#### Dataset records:
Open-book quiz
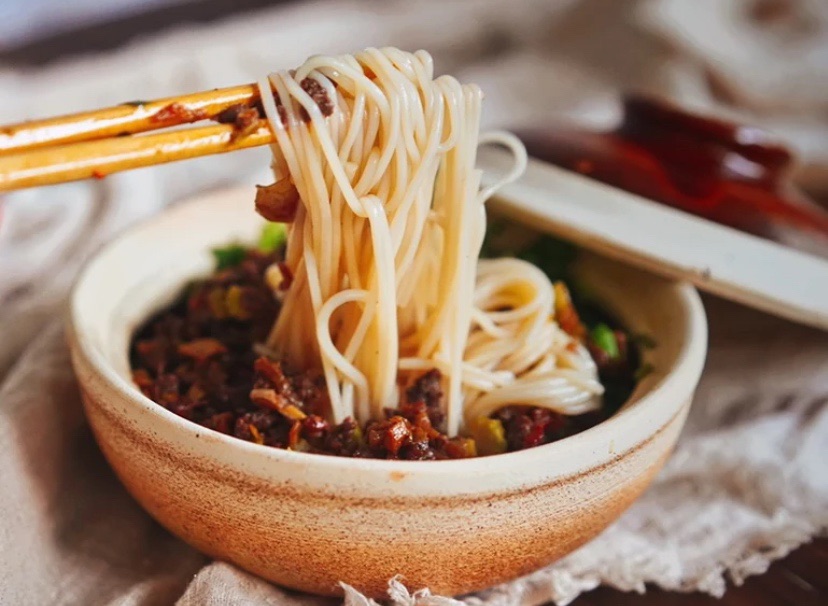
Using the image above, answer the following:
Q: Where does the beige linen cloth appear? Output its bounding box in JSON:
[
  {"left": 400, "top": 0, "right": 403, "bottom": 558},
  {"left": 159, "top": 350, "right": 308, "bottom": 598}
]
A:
[{"left": 1, "top": 1, "right": 826, "bottom": 604}]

#### Exercise description:
Set every record down again verbatim, without pictures.

#### Exercise result:
Open-book quiz
Using the image above, answer the following:
Q: Where does the beige linen cloth appear? Output its bounding box in JSON:
[
  {"left": 400, "top": 0, "right": 403, "bottom": 558},
  {"left": 159, "top": 350, "right": 308, "bottom": 598}
]
A:
[{"left": 1, "top": 1, "right": 826, "bottom": 604}]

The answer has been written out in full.